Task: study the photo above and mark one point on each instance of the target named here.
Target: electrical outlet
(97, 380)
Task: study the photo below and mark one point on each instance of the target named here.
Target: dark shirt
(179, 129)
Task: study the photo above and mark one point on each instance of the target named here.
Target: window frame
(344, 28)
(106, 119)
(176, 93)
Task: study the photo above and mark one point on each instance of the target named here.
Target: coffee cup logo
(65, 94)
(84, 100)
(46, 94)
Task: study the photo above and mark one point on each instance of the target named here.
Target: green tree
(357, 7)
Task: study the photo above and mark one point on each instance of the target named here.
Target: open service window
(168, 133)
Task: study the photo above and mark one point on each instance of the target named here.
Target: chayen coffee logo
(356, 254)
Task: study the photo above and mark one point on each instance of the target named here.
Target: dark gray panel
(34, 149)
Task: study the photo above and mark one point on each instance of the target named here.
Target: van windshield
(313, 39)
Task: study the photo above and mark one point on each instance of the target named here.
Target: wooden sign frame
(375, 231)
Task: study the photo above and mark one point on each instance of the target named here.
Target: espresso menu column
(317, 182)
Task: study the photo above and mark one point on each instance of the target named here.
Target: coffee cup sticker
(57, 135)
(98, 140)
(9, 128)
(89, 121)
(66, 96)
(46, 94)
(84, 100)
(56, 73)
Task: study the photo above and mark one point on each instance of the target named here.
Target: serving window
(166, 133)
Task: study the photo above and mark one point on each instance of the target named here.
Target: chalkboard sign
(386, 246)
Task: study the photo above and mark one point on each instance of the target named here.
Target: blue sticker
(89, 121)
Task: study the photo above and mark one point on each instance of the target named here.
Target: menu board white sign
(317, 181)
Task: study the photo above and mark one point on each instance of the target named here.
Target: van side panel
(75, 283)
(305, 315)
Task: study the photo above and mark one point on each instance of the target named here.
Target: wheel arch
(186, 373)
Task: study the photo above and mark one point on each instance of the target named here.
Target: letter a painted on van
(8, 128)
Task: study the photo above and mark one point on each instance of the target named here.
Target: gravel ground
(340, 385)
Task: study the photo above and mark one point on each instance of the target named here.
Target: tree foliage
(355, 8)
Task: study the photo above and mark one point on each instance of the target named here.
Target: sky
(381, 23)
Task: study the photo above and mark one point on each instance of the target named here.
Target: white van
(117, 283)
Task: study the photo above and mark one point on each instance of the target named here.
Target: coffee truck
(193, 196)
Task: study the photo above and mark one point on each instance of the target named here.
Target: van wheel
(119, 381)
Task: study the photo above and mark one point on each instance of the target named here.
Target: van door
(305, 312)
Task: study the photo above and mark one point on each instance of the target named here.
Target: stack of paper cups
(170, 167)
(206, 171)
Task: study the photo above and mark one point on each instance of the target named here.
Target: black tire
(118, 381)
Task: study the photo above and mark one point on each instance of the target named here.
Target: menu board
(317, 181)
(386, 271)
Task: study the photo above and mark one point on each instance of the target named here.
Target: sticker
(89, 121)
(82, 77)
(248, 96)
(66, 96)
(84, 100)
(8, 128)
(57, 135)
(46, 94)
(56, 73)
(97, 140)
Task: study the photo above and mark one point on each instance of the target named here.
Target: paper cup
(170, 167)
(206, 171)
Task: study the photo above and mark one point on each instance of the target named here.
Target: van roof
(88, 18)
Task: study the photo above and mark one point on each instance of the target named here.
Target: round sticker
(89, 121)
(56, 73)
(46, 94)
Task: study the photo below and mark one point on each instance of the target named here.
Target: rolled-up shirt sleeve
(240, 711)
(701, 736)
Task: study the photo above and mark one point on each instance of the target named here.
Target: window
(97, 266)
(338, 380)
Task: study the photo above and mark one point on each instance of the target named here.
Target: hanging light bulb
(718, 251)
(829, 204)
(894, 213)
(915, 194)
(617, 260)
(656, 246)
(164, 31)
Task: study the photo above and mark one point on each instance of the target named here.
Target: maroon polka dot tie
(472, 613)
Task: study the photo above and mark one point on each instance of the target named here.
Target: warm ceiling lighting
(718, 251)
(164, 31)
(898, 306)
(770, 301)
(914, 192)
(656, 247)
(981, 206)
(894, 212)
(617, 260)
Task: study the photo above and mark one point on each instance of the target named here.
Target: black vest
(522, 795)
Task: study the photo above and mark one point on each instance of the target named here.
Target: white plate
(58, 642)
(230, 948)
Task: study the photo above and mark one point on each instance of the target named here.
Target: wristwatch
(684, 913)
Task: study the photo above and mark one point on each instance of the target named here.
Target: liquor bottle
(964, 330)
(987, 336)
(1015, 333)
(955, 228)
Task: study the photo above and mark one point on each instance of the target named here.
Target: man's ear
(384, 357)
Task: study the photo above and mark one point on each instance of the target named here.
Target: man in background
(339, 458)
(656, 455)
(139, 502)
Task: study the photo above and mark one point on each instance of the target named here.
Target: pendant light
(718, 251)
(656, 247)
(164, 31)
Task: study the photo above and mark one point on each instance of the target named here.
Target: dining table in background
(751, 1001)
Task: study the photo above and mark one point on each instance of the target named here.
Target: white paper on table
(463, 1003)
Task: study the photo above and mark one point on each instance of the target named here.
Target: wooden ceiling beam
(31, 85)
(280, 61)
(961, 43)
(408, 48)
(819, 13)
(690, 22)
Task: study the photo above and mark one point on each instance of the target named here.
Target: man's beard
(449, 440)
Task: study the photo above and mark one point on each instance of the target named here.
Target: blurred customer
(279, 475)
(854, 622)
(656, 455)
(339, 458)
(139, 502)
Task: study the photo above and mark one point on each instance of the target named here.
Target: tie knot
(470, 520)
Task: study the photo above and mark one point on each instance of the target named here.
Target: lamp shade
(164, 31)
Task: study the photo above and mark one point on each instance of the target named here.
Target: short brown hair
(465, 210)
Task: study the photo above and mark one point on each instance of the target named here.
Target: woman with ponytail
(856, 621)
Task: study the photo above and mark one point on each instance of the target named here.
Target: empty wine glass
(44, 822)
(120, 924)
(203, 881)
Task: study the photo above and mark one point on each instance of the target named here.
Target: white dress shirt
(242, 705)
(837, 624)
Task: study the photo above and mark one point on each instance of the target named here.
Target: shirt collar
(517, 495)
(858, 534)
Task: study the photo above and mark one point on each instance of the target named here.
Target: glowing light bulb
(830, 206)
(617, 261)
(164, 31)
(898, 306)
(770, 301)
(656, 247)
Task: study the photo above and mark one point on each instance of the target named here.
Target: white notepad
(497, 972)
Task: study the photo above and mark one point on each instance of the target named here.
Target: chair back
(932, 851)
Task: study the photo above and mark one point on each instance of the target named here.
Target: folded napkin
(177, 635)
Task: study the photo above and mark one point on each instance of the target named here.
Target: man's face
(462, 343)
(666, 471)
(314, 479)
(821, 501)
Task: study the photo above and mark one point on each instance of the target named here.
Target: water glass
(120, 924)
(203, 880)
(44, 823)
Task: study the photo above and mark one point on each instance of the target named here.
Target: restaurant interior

_WHAT YOU NEED TO DO_.
Quote all the records. Keep every word exact.

_WRITTEN ANSWER_.
Task: study the photo above and mark one point on each instance of the target named here.
Target: electrical outlet
(97, 380)
Task: study the photo below and mark one point on each instance of the target named here.
Target: dark shirt
(179, 129)
Task: study the photo above and mark one point on each instance of the target named here.
Target: window frame
(344, 28)
(106, 119)
(176, 93)
Task: study the photo above and mark one point on each instance of the target named here.
Target: coffee cup logo
(65, 94)
(84, 100)
(46, 94)
Task: study the photo above and mark one point on each instance of the target named here.
Target: green tree
(357, 7)
Task: study the photo above and mark one point on each instance of the target named here.
Target: open service window
(168, 133)
Task: study the photo above and mark one point on each instance of the target named here.
Target: chayen coffee logo
(356, 254)
Task: study the photo above and mark one point on each instance of the target named here.
Target: dark gray panel
(34, 149)
Task: study the photo above and mark one point on each instance of the target named here.
Target: van windshield
(313, 39)
Task: study the photo above and mark one point on each instance of the target named here.
Target: wooden sign frame
(375, 231)
Task: study the photo above and mark one point on each instance of the target named here.
Target: espresso menu column
(317, 182)
Task: study the photo above and mark one point on each instance of the target named here.
Target: coffee cup sticker
(57, 135)
(98, 140)
(9, 128)
(89, 121)
(66, 96)
(46, 94)
(84, 100)
(56, 73)
Task: study the photo above and mark one point on each instance of the target named here.
Target: serving window
(166, 133)
Task: study the photo above and mark one point on each instance of the target named here.
Target: chalkboard sign
(386, 246)
Task: study the photo above and mark one point on each instance of the target named here.
Target: blue sticker
(89, 121)
Task: study the photo above and mark one point on each instance of the target named here.
Target: menu board white sign
(317, 181)
Task: study the photo above and mark one point on each instance of the target named here.
Target: van side panel
(75, 283)
(305, 315)
Task: study the photo above and mark one point on each instance of the target named here.
Target: wheel arch
(186, 373)
Task: study the photo above and mark one point on each instance of the target named here.
Target: letter a painted on van
(8, 128)
Task: study the photo above and mark one point on each instance of the target named here.
Target: gravel ground
(340, 385)
Task: study the photo above and mark one point on each instance of the target named here.
Target: tree foliage
(355, 8)
Task: study the photo above and mark one point on each instance of the target named here.
Target: sky
(381, 23)
Task: study the photo above and mark one point on each instance of the target named here.
Target: white van
(117, 283)
Task: study the photo above and mark one point on each instance of the target named here.
Target: coffee truck
(193, 196)
Task: study the photo above and mark one point on each instance of the target named here.
Target: van wheel
(119, 381)
Task: study the photo above and mark one point on each instance of the target named here.
Target: van door
(305, 312)
Task: study the photo above and mark one point on each instance of the target named here.
Target: stack of paper cups
(170, 167)
(206, 171)
Task: study the photo above and mark one point on each instance of the target named here.
Target: black tire
(118, 381)
Task: study the photo above and mark one point on each instance of the target named here.
Target: menu board
(317, 181)
(386, 271)
Task: study the photo above and mark one point on each instance of the target named here.
Target: sticker
(89, 121)
(82, 77)
(248, 96)
(66, 96)
(84, 100)
(8, 128)
(57, 135)
(46, 94)
(56, 73)
(97, 140)
Task: study the photo above and mark one point on each instance of the target named here.
Target: paper cup
(170, 167)
(206, 171)
Task: study the photo above and mark one point on each instance of the target named here.
Target: van roof
(88, 18)
Task: study the photo above and mark one point on each instance of the target named here.
Target: round sticker
(89, 121)
(56, 73)
(46, 94)
Task: study the photo below and mark one point on each instance of the target named here.
Target: rolled-up shirt sleeve
(240, 711)
(701, 736)
Task: study the photo above and mark one point on each instance of the target named here.
Target: window
(97, 266)
(338, 380)
Task: study the photo above and mark one point on each instance of the target named here.
Target: hanging light bulb
(718, 251)
(829, 204)
(894, 213)
(915, 194)
(617, 260)
(656, 246)
(164, 31)
Task: study the photo above and mark one point on each instance of the target named here.
Target: maroon polka dot tie
(472, 613)
Task: study the photo above and mark one point on each instance of the target named here.
Target: warm ceiling lighting
(718, 251)
(164, 31)
(898, 306)
(770, 301)
(914, 192)
(656, 247)
(981, 206)
(894, 212)
(617, 260)
Task: study the photo above and mark one point on each instance of the target named here.
Target: black vest
(522, 795)
Task: study the photo above and mark one point on each instance of the target named here.
Target: white plate
(58, 642)
(230, 948)
Task: study the photo above and mark one point on each instance of the target named here.
Target: wristwatch
(684, 913)
Task: study the photo above and mark one point on each instance of the target named here.
Target: liquor bottle
(964, 330)
(987, 336)
(1015, 333)
(955, 228)
Task: study the photo above and mark one point on each instance of the target named here.
Target: man's ear
(384, 357)
Task: study the photo above and mark one point on each instance of the target named here.
Target: man in background
(339, 458)
(656, 455)
(139, 502)
Task: study the photo above and mark one point on each instance of the target named here.
Target: pendant light
(718, 251)
(656, 247)
(164, 31)
Task: study the photo above and mark one point on each instance of the target named here.
Target: dining table in background
(751, 1001)
Task: study the photo above and mark one point on each instance of the target named here.
Target: white paper on table
(463, 1003)
Task: study the photo above and mark one point on each instance of the target named here.
Target: wooden ceiling beam
(31, 85)
(280, 61)
(961, 43)
(408, 48)
(819, 13)
(690, 22)
Task: study the photo above and mark one point on each instance of the target named here.
Target: man's beard
(449, 440)
Task: study the photo above and mark one point on each instance of the target named here.
Target: blurred customer
(279, 475)
(854, 622)
(656, 455)
(339, 458)
(139, 502)
Task: study the photo above and mark one point on each instance of the target named here.
Target: tie knot
(470, 520)
Task: study the photo above and mark one point on each instance of the target named here.
Target: lamp shade
(164, 31)
Task: study the photo above and mark one point on each instance of the target named here.
Target: short brown hair
(465, 210)
Task: study the photo above and mark one point on each instance of the target named here.
Target: woman with ponytail
(856, 621)
Task: study the photo above and mark one point on each instance of the target named here.
Target: empty wine glass
(44, 822)
(120, 924)
(203, 881)
Task: study the photo above and mark one point on each instance of the target named here.
Target: white dress shirt
(242, 705)
(837, 624)
Task: study the photo above and mark one point on each instance of the target named here.
Target: shirt collar
(517, 495)
(858, 534)
Task: study the photo above and mark one point on each instance of the target named here.
Target: glowing light bulb
(830, 206)
(617, 261)
(164, 31)
(898, 306)
(770, 301)
(656, 247)
Task: study the photo above and mark one point on each instance of the target named here.
Target: white notepad
(497, 972)
Task: study the photo above and mark one point on each instance of the target named here.
Target: chair back
(932, 851)
Task: study the photo above and mark one point on each instance of the target named here.
Target: folded napkin
(177, 635)
Task: study the photo above and mark one point on each instance of the target named here.
Target: man's face
(462, 343)
(666, 471)
(314, 479)
(821, 501)
Task: study the photo above and mark one point on each instance of the target named here.
Target: water glass
(120, 924)
(203, 880)
(44, 823)
Task: study the photo above and mark one point on each instance of the target named here.
Target: restaurant interior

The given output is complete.